Give the lines below as a CSV with two columns, text and answer, using one row for each item and its answer. Put each field in double quotes and turn its line breaks into spaces.

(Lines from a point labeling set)
=====
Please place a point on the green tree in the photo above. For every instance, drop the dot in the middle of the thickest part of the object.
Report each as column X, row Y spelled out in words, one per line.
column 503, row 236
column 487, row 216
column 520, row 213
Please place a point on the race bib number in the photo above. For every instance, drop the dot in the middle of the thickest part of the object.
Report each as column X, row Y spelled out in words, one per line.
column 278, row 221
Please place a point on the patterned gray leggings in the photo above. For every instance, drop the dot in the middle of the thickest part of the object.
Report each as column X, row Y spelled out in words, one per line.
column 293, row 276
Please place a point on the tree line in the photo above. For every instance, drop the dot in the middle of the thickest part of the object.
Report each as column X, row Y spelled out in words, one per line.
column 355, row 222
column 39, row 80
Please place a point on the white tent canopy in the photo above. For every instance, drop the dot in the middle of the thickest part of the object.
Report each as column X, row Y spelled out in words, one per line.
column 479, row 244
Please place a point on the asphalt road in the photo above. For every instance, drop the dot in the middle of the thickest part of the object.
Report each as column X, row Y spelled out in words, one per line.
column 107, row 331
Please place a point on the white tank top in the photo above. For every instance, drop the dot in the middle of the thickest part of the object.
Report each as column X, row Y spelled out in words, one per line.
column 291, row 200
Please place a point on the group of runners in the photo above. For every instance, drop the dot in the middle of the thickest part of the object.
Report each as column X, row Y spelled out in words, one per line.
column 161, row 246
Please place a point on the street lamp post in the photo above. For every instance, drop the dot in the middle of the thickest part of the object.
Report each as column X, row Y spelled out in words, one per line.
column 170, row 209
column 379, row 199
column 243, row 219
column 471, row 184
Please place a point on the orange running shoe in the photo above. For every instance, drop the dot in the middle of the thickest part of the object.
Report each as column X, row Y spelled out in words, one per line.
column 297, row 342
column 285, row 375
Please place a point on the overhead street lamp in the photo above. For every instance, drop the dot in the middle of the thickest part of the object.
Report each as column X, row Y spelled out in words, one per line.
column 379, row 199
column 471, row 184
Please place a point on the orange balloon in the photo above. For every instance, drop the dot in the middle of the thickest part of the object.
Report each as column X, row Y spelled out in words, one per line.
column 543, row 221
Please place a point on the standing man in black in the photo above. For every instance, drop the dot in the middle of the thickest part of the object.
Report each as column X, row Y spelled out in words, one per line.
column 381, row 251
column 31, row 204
=====
Answer:
text,answer
"Please place a point on the green tree in the photo above. For every instance, drop the dot in the middle of the thickest part of the object. Report each as column X, row Y spelled out in words, one per line.","column 503, row 236 column 487, row 216 column 520, row 213"
"Please place a point on the race bib number in the photo above. For every instance, drop the dot in the middle of the thickest part of the object. Report each as column X, row Y spelled out in words, one per line.","column 278, row 221"
"Please place a point on the patterned gray leggings in the photo above. For every instance, drop the dot in the middle of the thickest part of the object. Report each as column X, row Y spelled out in words, one per line.","column 293, row 276"
"Please place a point on the tree line in the photo above. For every instance, drop the dot in the middle of the thickest part of the object. Report each as column X, row Y spelled out in words, one per line.","column 355, row 222 column 39, row 80"
"Please place a point on the white tent canopy in the photo above. For every instance, drop the dot in the middle of the thickest part of the object. Report each as column X, row Y spelled out in words, one per line.","column 479, row 244"
"Please place a point on the asphalt road in the photo above. For every instance, drop the dot in the middle of the thickest part of the object. Report each as column X, row Y spelled out in words, one per line.","column 107, row 331"
"Please place a point on the white tank top in the photo above. For every instance, drop the dot in the middle of the thickest part of the object. Report each as column X, row Y spelled out in words, one per line.","column 291, row 200"
"Please place a point on the group of runners in the photo above. For every instance, drop the dot in the middle of the thickest part of the object. Report each as column X, row Y spelled out in words, one per line.","column 161, row 246"
"Please place a point on the street lamp post in the photo above. For every instance, drop the dot in the middle of the thickest part of the object. Report each as column X, row Y spelled out in words, one per line.","column 170, row 209 column 379, row 199 column 243, row 219 column 471, row 184"
"Please place a point on the orange running shoe in the photo above. For every instance, drop the dot in the middle of the thickest part of the object. Report each as column X, row Y spelled out in words, one per line.","column 297, row 342 column 285, row 375"
"Please place a point on the overhead street lamp in the photo above. For every instance, drop the dot in the middle of the thickest part of the object. Report each as column X, row Y spelled out in words, one per line.","column 379, row 199 column 471, row 184"
"Please place a point on the orange balloon in the photo above. For every instance, drop the dot in the middle of the thickest part of the object. Report each as column X, row Y spelled out in words, one per line.","column 543, row 221"
"Please place a point on the standing man in black in the photo above. For every instance, drop the dot in the middle of the thickest part of the object. Report each as column X, row Y spelled out in words, one per line.","column 381, row 251 column 31, row 204"